Source document:

■ ■ ■ ■

English

SEP campaigns in Sydney seat of Parramatta

 

Chris Gordon (left) with Paul Wilesmith

Over the past week, the Socialist Equality Party (SEP) has campaigned throughout the Parramatta electorate, letterboxing thousands of homes with the party’s election statement and speaking to workers and young people at local railway stations, shopping centres, universities and TAFE colleges.

 

The electorate is part of Sydney’s west. Once regarded as an electoral stronghold for Labor, the working class suburbs that stretch from Parramatta westward to Penrith at the foot of the Blue Mountains, have become a by-word for political volatility and widespread disgust toward Labor.

Underpinning these sentiments is the growth of social inequality over the past two decades as both Labor and Liberal governments, state and federal, have championed free-market policies, gutting social services, public health and education, and suppressing real wages in the face of massive hikes in the cost of living.

■ ■ ■ ■

Data rows:
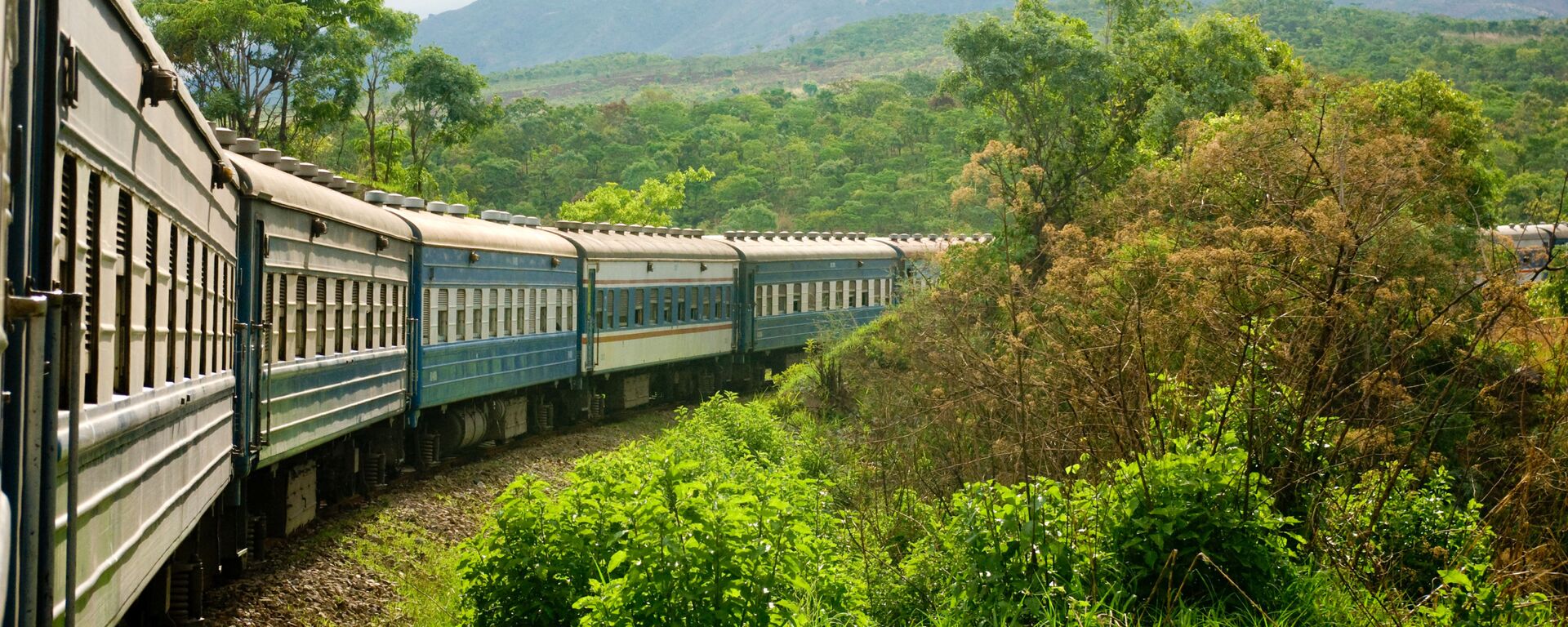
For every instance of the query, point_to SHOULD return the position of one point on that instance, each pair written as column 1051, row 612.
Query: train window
column 122, row 295
column 463, row 314
column 492, row 317
column 300, row 315
column 507, row 296
column 318, row 308
column 149, row 315
column 545, row 311
column 190, row 305
column 203, row 289
column 281, row 327
column 339, row 303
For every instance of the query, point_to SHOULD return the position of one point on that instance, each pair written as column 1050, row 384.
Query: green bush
column 1405, row 540
column 707, row 526
column 1196, row 526
column 1007, row 555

■ ■ ■ ■

What to do:
A) In the article on the SEP campaign in Parramatta, reproduce the passage between "Underpinning these sentiments" and "cost of living.", inclusive.
B) According to the article on the SEP campaign in Parramatta, what did the party deliver to thousands of homes in the electorate?
C) Turn the paragraph of the article on the SEP campaign in Parramatta that begins "Underpinning these sentiments" into a short bulleted list that keeps its main facts.

Worked solutions:
A)
Underpinning these sentiments is the growth of social inequality over the past two decades as both Labor and Liberal governments, state and federal, have championed free-market policies, gutting social services, public health and education, and suppressing real wages in the face of massive hikes in the cost of living.

B) The party's election statement.

C)
- The growth of social inequality over the past two decades underlies these sentiments.
- Labor and Liberal governments, both state and federal, have championed free-market policies.
- These governments have gutted social services, public health and education.
- They have suppressed real wages while the cost of living has risen sharply.